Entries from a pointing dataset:

┏━━

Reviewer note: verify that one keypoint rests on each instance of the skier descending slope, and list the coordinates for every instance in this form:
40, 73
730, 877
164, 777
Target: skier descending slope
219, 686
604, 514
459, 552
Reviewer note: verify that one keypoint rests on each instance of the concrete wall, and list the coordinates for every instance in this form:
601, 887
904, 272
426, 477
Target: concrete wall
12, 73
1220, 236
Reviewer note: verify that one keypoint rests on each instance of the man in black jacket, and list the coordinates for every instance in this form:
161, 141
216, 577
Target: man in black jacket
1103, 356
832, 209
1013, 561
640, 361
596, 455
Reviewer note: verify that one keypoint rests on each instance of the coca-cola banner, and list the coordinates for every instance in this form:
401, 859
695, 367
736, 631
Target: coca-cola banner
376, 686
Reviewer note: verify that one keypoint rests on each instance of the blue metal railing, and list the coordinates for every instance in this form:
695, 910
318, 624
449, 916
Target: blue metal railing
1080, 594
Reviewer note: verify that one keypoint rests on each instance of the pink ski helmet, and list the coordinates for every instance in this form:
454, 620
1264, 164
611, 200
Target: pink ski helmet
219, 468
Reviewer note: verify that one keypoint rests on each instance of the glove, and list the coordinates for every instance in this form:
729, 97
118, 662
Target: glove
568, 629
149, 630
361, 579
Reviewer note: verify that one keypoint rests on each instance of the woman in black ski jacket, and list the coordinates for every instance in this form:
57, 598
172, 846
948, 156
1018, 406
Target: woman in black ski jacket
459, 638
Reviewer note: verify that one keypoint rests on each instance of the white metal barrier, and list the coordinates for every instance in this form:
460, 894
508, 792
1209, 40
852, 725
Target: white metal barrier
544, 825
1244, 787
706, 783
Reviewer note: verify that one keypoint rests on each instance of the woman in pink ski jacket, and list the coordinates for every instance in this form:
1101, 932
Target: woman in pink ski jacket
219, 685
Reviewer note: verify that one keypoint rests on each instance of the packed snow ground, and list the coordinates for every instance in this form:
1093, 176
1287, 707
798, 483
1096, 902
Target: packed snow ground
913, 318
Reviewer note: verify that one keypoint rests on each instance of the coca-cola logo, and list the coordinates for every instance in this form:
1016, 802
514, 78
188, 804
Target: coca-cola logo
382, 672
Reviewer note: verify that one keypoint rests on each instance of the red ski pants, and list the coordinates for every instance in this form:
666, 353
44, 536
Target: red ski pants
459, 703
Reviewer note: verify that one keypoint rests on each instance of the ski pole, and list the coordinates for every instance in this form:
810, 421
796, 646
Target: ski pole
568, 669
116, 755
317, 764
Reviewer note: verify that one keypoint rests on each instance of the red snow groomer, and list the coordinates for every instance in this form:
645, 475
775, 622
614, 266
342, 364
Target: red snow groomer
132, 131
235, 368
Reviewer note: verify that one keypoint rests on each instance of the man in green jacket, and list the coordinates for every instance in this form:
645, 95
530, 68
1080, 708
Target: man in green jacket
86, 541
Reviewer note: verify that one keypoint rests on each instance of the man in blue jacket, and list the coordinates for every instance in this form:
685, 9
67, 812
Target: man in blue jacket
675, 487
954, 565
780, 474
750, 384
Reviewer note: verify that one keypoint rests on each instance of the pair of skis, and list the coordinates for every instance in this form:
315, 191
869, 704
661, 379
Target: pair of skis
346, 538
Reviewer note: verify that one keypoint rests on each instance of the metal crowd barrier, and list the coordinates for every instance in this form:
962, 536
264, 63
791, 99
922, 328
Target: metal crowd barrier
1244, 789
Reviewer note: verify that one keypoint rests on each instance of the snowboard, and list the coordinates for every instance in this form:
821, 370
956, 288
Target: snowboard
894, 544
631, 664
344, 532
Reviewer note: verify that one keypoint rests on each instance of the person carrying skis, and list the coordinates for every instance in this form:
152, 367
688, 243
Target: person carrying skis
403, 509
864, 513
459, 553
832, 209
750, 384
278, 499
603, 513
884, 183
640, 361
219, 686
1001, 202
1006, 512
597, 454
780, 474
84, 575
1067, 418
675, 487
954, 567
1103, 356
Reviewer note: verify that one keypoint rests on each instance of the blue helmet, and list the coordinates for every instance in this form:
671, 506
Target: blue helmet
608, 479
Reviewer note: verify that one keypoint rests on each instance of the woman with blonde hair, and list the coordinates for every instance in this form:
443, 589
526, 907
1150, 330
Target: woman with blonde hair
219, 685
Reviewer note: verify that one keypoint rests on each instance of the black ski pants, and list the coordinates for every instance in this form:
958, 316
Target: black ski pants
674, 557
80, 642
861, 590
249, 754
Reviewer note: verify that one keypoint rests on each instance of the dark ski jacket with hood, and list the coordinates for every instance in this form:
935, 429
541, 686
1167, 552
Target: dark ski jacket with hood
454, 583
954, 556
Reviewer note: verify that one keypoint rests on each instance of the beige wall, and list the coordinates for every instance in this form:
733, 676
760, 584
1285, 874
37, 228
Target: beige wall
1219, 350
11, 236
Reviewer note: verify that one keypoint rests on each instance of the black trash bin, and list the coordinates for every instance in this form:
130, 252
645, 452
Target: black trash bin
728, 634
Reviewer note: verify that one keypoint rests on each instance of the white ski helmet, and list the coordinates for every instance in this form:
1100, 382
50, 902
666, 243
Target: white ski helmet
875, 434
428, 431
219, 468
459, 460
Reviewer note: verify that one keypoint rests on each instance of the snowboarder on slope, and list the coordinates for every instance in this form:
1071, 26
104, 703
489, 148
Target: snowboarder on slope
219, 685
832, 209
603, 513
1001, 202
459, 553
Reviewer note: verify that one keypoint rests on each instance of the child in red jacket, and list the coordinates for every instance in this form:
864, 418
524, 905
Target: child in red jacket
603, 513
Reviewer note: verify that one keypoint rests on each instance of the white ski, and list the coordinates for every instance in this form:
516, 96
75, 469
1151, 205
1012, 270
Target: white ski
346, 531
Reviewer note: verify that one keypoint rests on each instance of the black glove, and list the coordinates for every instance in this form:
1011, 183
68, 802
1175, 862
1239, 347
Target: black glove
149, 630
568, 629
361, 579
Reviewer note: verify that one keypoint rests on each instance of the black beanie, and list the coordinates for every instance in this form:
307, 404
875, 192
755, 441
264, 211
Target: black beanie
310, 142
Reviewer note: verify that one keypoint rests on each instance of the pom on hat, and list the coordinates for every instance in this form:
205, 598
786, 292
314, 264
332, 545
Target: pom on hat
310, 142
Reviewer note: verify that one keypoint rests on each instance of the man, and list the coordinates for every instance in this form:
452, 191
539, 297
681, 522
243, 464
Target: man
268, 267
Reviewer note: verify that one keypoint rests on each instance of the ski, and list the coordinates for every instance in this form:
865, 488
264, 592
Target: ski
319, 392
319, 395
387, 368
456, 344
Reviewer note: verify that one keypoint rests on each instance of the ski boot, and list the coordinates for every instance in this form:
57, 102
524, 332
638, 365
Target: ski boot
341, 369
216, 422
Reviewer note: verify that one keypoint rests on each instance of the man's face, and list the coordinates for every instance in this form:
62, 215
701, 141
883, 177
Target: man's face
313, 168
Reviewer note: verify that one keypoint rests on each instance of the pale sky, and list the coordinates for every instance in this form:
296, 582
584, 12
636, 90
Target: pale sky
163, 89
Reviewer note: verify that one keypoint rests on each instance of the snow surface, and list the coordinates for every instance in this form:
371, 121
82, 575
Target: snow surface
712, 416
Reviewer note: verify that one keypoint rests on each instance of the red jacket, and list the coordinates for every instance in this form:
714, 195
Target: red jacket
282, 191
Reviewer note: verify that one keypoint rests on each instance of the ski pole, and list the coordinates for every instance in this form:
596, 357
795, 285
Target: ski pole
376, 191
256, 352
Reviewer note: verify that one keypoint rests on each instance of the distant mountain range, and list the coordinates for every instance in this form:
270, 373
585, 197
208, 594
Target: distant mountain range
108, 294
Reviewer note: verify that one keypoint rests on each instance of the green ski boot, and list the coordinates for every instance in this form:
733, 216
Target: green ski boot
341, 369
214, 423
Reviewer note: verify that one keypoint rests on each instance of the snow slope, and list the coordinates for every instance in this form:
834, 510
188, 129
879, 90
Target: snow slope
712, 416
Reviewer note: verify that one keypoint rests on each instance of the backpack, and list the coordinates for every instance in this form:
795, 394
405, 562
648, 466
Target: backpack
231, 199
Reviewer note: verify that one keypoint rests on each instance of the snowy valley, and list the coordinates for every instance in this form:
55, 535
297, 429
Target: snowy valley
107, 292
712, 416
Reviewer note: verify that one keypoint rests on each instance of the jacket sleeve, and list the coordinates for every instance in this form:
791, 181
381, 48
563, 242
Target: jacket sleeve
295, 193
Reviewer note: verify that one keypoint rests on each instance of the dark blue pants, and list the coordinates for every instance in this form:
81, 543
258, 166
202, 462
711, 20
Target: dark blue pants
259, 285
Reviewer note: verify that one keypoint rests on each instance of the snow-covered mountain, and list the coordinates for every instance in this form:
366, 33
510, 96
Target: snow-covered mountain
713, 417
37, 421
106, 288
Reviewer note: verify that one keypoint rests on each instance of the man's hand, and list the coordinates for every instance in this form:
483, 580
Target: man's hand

┗━━

WHAT YOU ARE ASKED TO DO:
Look above for the line that holds "the backpack, and", then copy it and each line after it exactly, through the last line of the data.

SOLUTION FOR THIS EXERCISE:
Reviewer note: verify that one keypoint rests on each instance of the backpack, and list the coordinates for every instance in this form:
795, 394
405, 562
648, 466
Target: backpack
231, 199
Reviewer note: verify that one keypoint rests on each instance of the snowy valley, and list the coordinates for every instance in this form:
55, 535
297, 429
Target: snowy valley
107, 292
712, 416
Reviewer note: verify that one keypoint rests on each instance of the jacket sleeve, and list the coordinates for every instance in this form:
791, 181
381, 48
563, 242
Target: jacket sleeve
295, 193
Reviewer note: verify that one keypoint rests on each instance of the dark blue pants, and list the coordinates for every instance in this form:
81, 543
258, 166
202, 462
711, 20
Target: dark blue pants
259, 285
Reviewer note: verify that one keypoint rests on each instance of the snow-covered mountain, and list the coordinates for every instance in this form:
366, 33
510, 96
Target: snow-covered mountain
713, 417
37, 421
106, 288
Reviewer note: verify that one keypoint rests on each instance of the man's hand, and list the coordinates for every instance in this form:
483, 580
Target: man's hand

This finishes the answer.